SELECTION:
########
Flatland

Last updated

Flatland: A Romance of Many Dimensions
Houghton EC85 Ab264 884f - Flatland, cover.jpg
The cover to Flatland, first edition
Author Edwin A. Abbott
IllustratorEdwin A. Abbott
Genre Science fiction
Publisher Seeley & Co.
Publication date
1884
Publication placeEngland
Pages96
OCLC 2306280
LC Class QA699
Text Flatland: A Romance of Many Dimensions at Wikisource

Flatland: A Romance of Many Dimensions is a satirical novella by the English schoolmaster Edwin Abbott Abbott, first published in 1884 by Seeley & Co. of London. Written pseudonymously by "A Square", [1] the book used the fictional two-dimensional world of Flatland to comment on the hierarchy of Victorian culture, but the novella's more enduring contribution is its examination of dimensions. [2]

Contents

A sequel, Sphereland , was written by Dionys Burger in 1957. Several films have been based on Flatland, including the feature film Flatland (2007). Other efforts have been short or experimental films, including one narrated by Dudley Moore and the short films Flatland: The Movie (2007) and Flatland 2: Sphereland (2012). [3]

Plot

Illustration of a simple house in Flatland. Houghton EC85 Ab264 884f - Flatland, men and women doors.jpg
Illustration of a simple house in Flatland.

The story describes a two-dimensional world inhabited by geometric figures (flatlanders [4] ); women are line segments, while men are polygons with various numbers of sides. The narrator is a square, a member of the caste of gentlemen and professionals, who guides the readers through some of the implications of life in two dimensions. The first half of the story goes through the practicalities of existing in a two-dimensional universe, as well as a history leading up to the year 1999 on the eve of the 3rd Millennium.
########
OBJECTIVE 1: List every sequel or film that the Flatland article identifies by title.
OBJECTIVE 2: Return the stretch of the Flatland article from "Illustration of a simple house in Flatland. Houghton" through "the 3rd Millennium.", word for word.

COLLECTED DATA:
########
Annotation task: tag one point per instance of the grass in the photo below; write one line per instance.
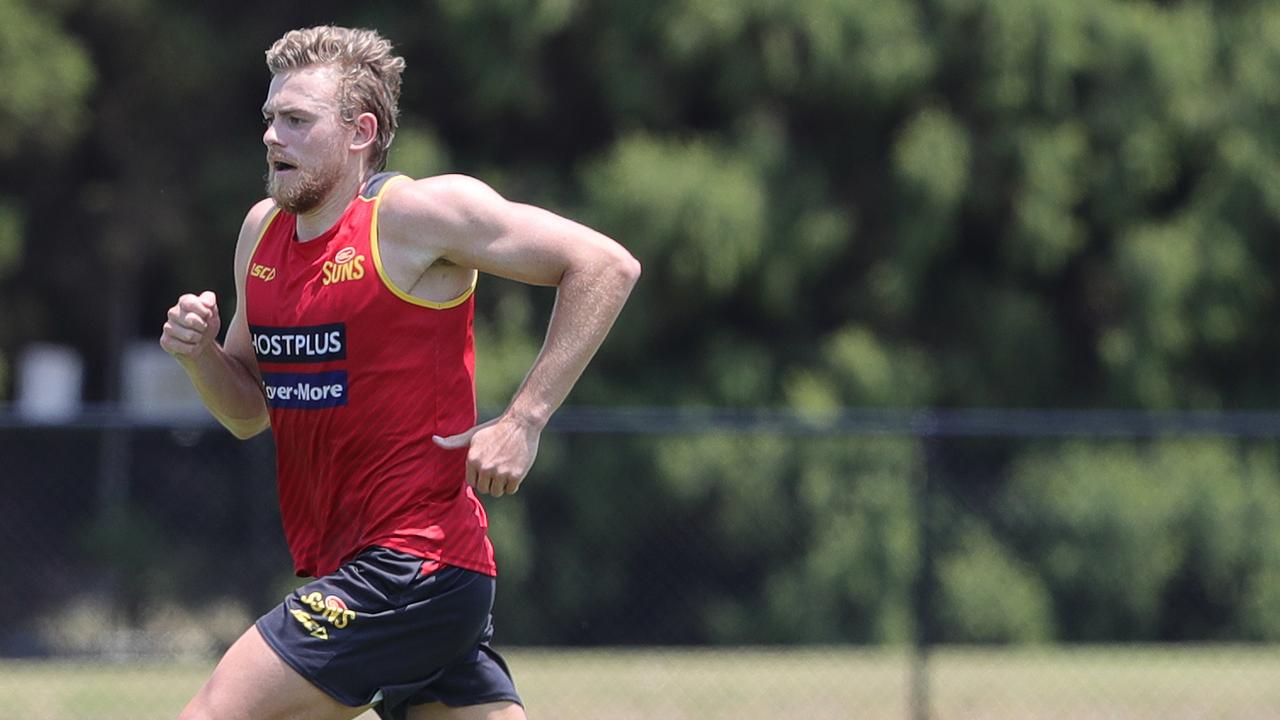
(1132, 683)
########
EXERCISE OUTPUT 1: Sphereland; Flatland (2007); Flatland: The Movie (2007); Flatland 2: Sphereland (2012)

EXERCISE OUTPUT 2:
Illustration of a simple house in Flatland. Houghton EC85 Ab264 884f - Flatland, men and women doors.jpg
Illustration of a simple house in Flatland.

The story describes a two-dimensional world inhabited by geometric figures (flatlanders [4] ); women are line segments, while men are polygons with various numbers of sides. The narrator is a square, a member of the caste of gentlemen and professionals, who guides the readers through some of the implications of life in two dimensions. The first half of the story goes through the practicalities of existing in a two-dimensional universe, as well as a history leading up to the year 1999 on the eve of the 3rd Millennium.